「ブランシエラ東京三ノ輪」で働く長谷工コミュニティの永井宣之さんは、ここでライフマネージャーとして勤務し3年目。どんな仕事をしているのか、どんな思いでマンションを見守っているのかお話を伺いました。
社会との接点を求めて選んだライフマネージャーという仕事
——永井さんはいつからライフマネージャーとして働かれているのでしょう。
永井:始めて、ちょうど3年になります。それ以前は商社で営業職を40年間務めていました。その会社を65歳で退職してからも、まだ世の中と接していたいということでライフマネージャーの仕事に就くことに。人と接するのが好きだし、家でじっとしているのがあまり得意ではないので、体を動かして働くライフマネージャーの仕事は合っていると思います。
——ライフマネージャーとは、どんなお仕事ですか?
永井:単なる受付や清掃だけではなく、長谷工コミュニティのマンション担当フロントと居住者や管理組合役員とのパイプ役としてコミュニケーションを図ることや、スケジュール管理などを担当します。
もちろん居住者からの相談対応や設備点検・定期清掃等協力会社との日程調整からマンション内の掲示まで、日常的にマンション運営がスムーズに進むようさまざまな業務を行います。工事による停電・断水などがあれば確実に居住者へ掲示にてご案内します。

▲株式会社長谷工コミュニティ ライフマネージャー 永井宣之さん。商社を退職後に長谷工コミュニティに入社し、現在はブランシエラ東京三ノ輪でライフマネージャーを務める。※所属先・肩書きは取材当時のもの
——他社のマンション管理会社と違うところはありますか?

項目一覧:
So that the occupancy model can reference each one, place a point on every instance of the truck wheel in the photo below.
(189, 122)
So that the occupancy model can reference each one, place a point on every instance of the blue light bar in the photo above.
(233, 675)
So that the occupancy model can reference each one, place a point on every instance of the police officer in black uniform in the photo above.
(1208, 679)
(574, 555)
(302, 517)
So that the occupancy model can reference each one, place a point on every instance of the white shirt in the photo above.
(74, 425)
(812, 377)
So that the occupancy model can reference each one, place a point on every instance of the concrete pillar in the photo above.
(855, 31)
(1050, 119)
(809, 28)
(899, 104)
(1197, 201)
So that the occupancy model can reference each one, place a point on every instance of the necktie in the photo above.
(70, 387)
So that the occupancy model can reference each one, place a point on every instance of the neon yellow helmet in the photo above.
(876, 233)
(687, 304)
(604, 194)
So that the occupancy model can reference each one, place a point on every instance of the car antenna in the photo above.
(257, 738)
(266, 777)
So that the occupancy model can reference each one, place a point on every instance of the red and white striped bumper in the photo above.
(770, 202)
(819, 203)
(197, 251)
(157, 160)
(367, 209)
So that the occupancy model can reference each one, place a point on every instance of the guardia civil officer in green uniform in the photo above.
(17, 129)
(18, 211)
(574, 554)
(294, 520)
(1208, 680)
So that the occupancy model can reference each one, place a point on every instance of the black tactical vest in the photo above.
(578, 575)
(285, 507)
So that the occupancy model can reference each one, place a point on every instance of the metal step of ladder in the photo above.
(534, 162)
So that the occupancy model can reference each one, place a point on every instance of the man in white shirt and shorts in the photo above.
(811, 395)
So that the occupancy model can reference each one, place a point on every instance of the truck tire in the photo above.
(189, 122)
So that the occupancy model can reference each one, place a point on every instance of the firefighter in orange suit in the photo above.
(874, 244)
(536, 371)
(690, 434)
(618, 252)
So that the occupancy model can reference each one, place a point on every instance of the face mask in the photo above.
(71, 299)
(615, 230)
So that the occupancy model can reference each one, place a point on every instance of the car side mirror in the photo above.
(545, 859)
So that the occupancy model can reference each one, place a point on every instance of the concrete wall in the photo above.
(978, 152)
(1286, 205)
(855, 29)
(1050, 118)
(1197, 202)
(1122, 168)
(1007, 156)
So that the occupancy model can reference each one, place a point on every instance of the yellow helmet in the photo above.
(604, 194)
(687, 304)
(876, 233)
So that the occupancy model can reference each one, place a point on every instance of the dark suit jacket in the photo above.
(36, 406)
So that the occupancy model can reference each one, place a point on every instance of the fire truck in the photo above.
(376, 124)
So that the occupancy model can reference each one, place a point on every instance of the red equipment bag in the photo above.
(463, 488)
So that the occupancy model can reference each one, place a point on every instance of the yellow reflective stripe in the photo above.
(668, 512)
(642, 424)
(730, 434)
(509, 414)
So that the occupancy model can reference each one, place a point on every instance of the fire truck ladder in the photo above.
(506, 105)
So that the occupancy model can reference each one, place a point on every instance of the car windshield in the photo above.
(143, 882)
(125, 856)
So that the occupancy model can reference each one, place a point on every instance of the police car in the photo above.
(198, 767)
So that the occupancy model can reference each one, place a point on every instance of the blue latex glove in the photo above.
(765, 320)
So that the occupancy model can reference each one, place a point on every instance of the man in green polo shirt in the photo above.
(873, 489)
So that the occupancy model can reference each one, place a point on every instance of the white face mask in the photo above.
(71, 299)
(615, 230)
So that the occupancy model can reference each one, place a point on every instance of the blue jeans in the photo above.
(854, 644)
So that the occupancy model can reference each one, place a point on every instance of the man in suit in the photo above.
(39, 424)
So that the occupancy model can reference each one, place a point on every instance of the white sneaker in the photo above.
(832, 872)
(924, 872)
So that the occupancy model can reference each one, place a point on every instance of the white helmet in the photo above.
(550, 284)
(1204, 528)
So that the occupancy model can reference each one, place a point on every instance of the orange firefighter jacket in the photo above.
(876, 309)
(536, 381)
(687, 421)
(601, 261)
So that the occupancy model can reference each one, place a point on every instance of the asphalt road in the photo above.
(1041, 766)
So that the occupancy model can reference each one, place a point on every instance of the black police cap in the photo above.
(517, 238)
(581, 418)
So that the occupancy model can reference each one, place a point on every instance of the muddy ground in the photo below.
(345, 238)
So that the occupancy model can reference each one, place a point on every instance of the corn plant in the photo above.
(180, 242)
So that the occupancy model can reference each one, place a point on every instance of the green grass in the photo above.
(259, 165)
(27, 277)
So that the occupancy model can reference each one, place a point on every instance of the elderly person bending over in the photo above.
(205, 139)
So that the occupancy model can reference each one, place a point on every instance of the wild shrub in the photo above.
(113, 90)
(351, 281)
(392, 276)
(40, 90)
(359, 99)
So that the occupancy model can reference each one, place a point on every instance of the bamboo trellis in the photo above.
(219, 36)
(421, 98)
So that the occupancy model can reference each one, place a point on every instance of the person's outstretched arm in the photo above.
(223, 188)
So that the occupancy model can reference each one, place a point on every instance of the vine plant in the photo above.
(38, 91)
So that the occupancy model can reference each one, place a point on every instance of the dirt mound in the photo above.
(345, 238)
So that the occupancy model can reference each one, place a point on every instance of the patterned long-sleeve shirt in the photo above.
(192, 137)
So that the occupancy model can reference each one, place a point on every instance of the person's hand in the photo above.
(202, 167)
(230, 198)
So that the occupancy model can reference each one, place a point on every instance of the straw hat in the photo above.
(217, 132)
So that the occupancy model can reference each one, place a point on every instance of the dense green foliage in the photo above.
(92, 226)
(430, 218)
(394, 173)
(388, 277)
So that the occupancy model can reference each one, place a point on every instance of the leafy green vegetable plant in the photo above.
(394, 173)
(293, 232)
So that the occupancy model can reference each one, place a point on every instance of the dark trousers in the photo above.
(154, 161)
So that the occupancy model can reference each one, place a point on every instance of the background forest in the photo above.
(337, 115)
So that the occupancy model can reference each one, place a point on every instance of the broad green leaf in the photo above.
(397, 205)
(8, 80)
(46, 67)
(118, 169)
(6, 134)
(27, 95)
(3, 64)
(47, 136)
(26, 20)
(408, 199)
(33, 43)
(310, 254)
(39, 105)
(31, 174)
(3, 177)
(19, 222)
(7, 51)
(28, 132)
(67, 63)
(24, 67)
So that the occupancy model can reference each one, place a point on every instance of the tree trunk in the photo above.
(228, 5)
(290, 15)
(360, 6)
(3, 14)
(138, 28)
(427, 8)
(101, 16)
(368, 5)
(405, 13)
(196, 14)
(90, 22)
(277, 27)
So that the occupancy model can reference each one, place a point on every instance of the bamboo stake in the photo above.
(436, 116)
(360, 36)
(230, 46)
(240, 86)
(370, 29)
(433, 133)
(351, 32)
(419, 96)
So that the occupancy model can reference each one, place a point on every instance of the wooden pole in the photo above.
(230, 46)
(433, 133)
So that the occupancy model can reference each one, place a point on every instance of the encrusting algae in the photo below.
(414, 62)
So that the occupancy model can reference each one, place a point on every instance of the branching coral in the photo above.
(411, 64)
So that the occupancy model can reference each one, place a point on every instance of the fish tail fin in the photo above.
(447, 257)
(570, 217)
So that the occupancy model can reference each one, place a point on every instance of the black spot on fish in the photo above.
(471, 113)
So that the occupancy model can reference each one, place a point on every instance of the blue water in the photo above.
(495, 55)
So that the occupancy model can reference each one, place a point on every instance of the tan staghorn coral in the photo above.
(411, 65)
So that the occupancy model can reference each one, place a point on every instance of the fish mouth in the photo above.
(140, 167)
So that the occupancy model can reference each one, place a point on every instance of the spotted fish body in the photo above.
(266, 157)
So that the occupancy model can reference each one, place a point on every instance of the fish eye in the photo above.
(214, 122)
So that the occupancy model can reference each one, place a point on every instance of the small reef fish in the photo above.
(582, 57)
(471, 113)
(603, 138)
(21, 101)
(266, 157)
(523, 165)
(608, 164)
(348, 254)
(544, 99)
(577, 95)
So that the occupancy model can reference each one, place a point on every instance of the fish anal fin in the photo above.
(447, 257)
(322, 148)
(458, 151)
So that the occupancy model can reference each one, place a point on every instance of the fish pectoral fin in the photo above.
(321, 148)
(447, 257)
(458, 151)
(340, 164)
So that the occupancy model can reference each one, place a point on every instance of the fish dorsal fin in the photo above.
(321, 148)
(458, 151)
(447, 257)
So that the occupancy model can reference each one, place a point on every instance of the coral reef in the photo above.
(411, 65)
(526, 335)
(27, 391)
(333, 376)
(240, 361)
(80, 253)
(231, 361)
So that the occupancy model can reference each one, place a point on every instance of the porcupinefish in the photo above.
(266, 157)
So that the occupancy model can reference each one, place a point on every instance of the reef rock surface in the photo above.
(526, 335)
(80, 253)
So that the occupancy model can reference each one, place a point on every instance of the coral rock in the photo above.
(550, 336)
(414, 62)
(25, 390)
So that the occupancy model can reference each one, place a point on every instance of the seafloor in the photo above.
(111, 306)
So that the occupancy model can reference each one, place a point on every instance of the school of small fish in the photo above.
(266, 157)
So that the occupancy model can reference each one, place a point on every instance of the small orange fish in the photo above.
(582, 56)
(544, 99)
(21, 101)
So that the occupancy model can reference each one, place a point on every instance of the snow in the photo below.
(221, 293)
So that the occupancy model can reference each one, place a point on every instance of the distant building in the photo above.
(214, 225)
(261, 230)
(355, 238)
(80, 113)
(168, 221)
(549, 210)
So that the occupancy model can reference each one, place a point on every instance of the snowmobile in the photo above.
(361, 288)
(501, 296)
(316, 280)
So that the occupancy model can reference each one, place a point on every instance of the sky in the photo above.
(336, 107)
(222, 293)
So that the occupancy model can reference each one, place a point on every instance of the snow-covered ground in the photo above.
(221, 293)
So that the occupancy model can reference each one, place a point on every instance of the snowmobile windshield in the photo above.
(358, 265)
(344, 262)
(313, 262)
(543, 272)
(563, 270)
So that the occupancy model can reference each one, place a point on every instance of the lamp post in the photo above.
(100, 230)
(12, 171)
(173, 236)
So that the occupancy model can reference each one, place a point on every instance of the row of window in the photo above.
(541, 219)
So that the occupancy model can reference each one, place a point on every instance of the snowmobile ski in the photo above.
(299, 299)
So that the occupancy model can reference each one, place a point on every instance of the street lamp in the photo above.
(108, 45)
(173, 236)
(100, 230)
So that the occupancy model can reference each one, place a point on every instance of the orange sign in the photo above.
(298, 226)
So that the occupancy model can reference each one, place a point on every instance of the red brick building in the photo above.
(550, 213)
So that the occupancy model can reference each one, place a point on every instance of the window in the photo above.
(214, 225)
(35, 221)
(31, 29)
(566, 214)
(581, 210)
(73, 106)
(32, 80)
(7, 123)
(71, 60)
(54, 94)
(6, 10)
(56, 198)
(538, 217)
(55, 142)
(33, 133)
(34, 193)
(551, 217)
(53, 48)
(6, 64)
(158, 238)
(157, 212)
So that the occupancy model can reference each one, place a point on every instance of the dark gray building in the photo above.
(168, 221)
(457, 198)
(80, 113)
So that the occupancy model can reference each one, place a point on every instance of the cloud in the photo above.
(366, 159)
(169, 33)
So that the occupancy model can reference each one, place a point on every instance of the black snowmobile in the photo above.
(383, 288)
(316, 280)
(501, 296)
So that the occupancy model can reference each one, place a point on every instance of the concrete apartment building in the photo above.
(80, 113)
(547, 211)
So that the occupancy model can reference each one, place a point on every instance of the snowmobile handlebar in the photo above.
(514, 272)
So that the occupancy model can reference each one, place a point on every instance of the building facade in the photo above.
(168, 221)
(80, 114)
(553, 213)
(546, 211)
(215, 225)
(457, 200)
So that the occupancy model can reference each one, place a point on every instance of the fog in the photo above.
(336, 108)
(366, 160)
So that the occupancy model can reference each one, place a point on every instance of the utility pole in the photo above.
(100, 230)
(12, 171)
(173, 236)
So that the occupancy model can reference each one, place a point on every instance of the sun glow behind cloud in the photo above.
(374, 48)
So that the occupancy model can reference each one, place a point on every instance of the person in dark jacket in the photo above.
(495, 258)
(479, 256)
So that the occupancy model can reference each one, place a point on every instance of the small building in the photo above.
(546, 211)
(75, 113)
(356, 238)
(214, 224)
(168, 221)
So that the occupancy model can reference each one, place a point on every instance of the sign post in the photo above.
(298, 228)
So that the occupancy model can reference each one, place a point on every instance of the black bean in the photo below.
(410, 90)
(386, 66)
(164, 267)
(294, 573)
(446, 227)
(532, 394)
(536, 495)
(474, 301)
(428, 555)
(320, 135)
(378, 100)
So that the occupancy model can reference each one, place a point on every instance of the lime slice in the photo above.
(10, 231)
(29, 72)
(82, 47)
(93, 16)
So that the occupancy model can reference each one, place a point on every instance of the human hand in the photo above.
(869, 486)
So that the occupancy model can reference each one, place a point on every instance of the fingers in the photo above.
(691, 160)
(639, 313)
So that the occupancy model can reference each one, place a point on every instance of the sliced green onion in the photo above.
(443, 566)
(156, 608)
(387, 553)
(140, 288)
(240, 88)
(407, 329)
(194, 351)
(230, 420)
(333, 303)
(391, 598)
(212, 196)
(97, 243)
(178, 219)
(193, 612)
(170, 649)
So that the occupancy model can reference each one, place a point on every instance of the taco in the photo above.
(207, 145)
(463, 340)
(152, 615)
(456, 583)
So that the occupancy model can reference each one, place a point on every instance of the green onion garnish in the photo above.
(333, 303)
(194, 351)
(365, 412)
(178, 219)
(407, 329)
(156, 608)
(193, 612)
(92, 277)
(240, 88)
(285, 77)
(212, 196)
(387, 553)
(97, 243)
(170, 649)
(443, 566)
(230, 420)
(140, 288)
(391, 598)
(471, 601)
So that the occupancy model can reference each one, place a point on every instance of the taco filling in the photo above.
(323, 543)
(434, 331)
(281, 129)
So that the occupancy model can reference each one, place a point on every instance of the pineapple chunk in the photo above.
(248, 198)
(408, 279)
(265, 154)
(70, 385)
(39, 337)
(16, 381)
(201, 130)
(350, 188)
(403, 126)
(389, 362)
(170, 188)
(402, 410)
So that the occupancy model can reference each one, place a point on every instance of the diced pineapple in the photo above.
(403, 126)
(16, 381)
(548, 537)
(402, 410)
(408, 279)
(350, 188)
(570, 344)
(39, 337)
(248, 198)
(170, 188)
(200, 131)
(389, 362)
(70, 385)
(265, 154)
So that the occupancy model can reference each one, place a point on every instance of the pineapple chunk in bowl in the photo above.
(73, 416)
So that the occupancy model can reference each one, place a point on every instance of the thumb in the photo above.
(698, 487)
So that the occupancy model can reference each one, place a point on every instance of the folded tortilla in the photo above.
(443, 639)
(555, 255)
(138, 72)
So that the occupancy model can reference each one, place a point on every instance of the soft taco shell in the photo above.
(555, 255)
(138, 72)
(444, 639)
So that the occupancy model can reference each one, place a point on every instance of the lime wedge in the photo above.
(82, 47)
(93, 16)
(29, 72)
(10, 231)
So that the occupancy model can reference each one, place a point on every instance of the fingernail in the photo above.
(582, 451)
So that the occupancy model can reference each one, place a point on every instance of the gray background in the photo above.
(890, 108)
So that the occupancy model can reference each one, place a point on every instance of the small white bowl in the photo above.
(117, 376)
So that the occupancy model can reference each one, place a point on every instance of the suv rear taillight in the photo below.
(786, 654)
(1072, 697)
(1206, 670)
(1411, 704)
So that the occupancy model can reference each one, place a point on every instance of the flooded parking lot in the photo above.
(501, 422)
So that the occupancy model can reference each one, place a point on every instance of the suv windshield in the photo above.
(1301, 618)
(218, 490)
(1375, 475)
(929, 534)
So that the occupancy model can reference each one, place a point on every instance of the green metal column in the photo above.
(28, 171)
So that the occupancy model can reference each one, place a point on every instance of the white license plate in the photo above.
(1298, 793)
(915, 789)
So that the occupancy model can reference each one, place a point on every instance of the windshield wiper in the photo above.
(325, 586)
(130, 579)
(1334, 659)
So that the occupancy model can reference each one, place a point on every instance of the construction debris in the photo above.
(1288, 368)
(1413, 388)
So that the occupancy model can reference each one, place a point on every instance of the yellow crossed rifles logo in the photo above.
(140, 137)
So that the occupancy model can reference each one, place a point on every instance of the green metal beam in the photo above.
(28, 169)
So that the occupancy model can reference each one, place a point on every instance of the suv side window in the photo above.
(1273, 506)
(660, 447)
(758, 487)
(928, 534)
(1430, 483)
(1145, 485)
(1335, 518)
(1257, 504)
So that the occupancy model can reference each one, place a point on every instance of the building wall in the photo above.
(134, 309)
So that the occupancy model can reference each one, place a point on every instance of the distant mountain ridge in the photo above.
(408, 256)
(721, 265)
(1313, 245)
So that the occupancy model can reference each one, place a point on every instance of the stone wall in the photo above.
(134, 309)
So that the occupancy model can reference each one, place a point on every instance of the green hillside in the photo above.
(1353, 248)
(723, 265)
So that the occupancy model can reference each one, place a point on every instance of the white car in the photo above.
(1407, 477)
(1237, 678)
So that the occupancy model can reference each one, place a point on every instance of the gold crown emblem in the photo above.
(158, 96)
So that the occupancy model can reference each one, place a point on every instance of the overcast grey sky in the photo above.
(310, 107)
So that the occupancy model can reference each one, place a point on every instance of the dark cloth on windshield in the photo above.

取り組む課題:
1) ライフマネージャーのインタビューについて、次の問いに答えてください。
(a) 永井さんは商社で営業職を何年間務めましたか。
(b) 永井さんは何歳で商社を退職しましたか。
(c) 工事による停電や断水があるとき、居住者へはどのような方法で案内しますか。
2) 次の各文がライフマネージャーのインタビューの内容と合っているかどうかを、はいかいいえで答えてください。判断の根拠となる本文の語句もそのまま引用してください。
(a) 永井さんはライフマネージャーとして働き始めて5年になる。
(b) ライフマネージャーの仕事は受付と清掃だけである。
(c) 永井さんは人と接するのが好きだと述べている。
3) ライフマネージャーのインタビューの最後の質問を引き継いで、その後に続く本文を書いてください。

課題の解答:
1)
(a) 40年間務めました。
(b) 65歳で退職しました。
(c) 掲示によって確実に案内します。

2)
(a) いいえ。「始めて、ちょうど3年になります。」とあります。
(b) いいえ。「単なる受付や清掃だけではなく」とあります。
(c) はい。「人と接するのが好きだし」とあります。

3)
永井:他社で働いたことがないので単純な比較はできないのですが、長谷工コミュニティでは管理組合の文書管理なども研修で教わります。居住者から申し込まれた提出書類も、管理員事務室で一旦受け付けて、必要な部門と連携して対応します。他のマンション管理会社では「駐車場を申し込みたい」「駐輪場の区画を変更したい」となると、コールセンターに電話してくださいと言われることもあるようなのですが、長谷工コミュニティではマンションに常駐しているライフマネージャーがいる場合は対応します。
文書管理においては原本管理もこちらでやっていますから、何か聞かれたときも、資料を確認して「前回は、こうでしたよ」とか「こういう資料を出してください」などと素早く対応できます。ワンストップでいろいろ対応できるので、居住者のストレス軽減に繋がっていると感じます。
朝7時半始動! ライフマネージャーの一日
——平均的な一日はどのように過ごされますか?
永井:やることは大きく分けて3つです。まず朝一番にごみ出しがあります。こちらのごみ収集時間は7時半から8時の間なので、間に合うようにごみ置場から収集所へ持っていく。そして、ごみ出し後にごみ置場を清掃します。これで大体1時間半くらいかかります。
勤務時間はマンションによって違いますが、こちらのマンションは7時半から15時半となっています。ごみ収集時間が8時と早いので、7時半には作業を始めないと間に合わないため、他マンションより勤務開始が早いかもしれません。その後、外観点検のための巡回と館内清掃をして、それが大体12時くらいまで続きます。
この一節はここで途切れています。